Selected text |
----

Swish, mish, and serf

Posted on 6 August 2023 by John

Swish, mish, and serf are neural net activation functions. The names are fun to say, but more importantly the functions have been shown to improve neural network performance by solving the “dying ReLU problem.” This happens when a large number of node weights become zero during training and do not contribute further to the learning process. The weights may be “trying” to be negative, but the activation function won’t allow it. The swish family of activation functions allows weights to dip negative.

Softplus can also be used as an activation function, but our interest in softplus here is as part of the definition of mish and serf. Similarly, we’re interested in the sigmoid function here because it’s used in the definition of swish.

Softplus, softmax, softsign

Numerous functions in deep learning are named “soft” this or that. The general idea is to “soften” a non-differentiable function by approximating it with a smooth function.

The plus function is defined by

$x^+ =<br /> \left\{<br /> \begin{array}{ll}<br /> x & \mbox{if } x \geq 0 \\<br /> 0 & \mbox{if } x < 0 \end{array} \right.$

In machine learning the plus is called ReLU (rectified linear unit) but x⁺ is conventional mathematical notation.

The softplus function approximates x⁺ by

$\text{softplus}(x) = \log(1 + \exp(x))$

We can add a parameter to the softplus function to control how soft it is.

$\text{softplus}(x; k) = \frac{1}{k}\log\left(1 + \exp(kx)\right)$

As the parameter k increases, softmax becomes “harder.” It more closely approximates x⁺ but at the cost of the derivative at 0 getting larger.

We won’t need other “soft” functions for the rest of the post, but I’ll mention a couple more while we’re here. Softmax is a smooth approximation to the max function

$\text{softmax}(x, y) = \log\left(\exp(x) + \exp(y)\right)$

and softsign is a smooth approximation to the sign function.

----

Collected data |
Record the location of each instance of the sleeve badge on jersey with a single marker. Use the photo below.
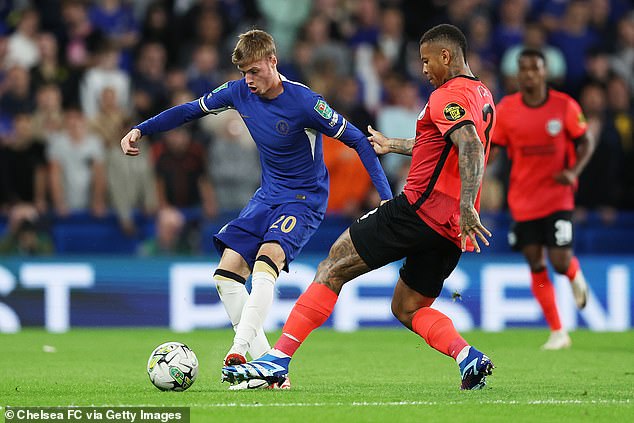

----

Parts of the exercise |
(a) Which "soft" functions does the post on swish, mish, and serf name? List them.
(b) Write the next part of the post on swish, mish, and serf, starting right after its final sentence.

Results for the exercise |
(a) softplus, softmax, softsign

(b)
$\text{softsign}(x) = \frac{x}{1 + |x|}$

which is differentiable at the origin, despite the absolute value in the denominator. We could add a sharpness parameter k to the softmax and softsign functions like we did above.

Sigmoid

The sigmoid function, a.k.a. the logistic curve, is defined by

$\sigma(x) = \frac{\exp(x)}{1 + \exp(x)} = \frac{1}{1 + \exp(-x)}$

The second and third expressions are clearly equal, but I prefer to think in terms of the former, but the latter is better for numerical calculation because it won’t overflow for large x.

The sigmoid function is the derivative of the softplus function. We could define a sigmoid function with a sharpness parameter k by takind the derivative of the softplus function with sharpness parameter k.

Swish

The Swish function was defined in [1] as

$\text{swish}(x) = x \, \sigma(x)$

Like softplus, the Swish function is asymptotically 0 as x → −∞ and asymptotically equal to x as x → ∞. That is, for large |x|, swish(x) is approximately x⁺. However, unlike softplus, swish(x) is not monotone. It is negative for negative x, having a minimum around -1.278 [2]. The fact that the activation function can dip into negative territory is what addresses “the dying ReLU problem,”

Mish

The Mish function was defined in [3] as

$\text{mish}(x) = x \, \tanh(\,\text{softplus}(x)\,)$

The mish function has a lot in common with the swish function, but performs better, at least on the examples the author presents.

The mish function is said to be part of the swish function family, as is the serf function below.

Serf

The serf function [4] is another variation on the swish function with similar advantages.

$\text{serf}(x) = x \, \text{erf}(\,\text{softplus}(x)\,)$

The name “serf” comes from “log-Softplus ERror activation Function” but I’d rather pronounce it “zerf” from “x erf” at the beginning of the definition.

The serf function is hard to distinguish visually from the mish function; I left it out of the plot above to keep the plot from being cluttered. Despite the serf and mish functions being close together, the authors in [4] says the former outperforms the latter on some problems.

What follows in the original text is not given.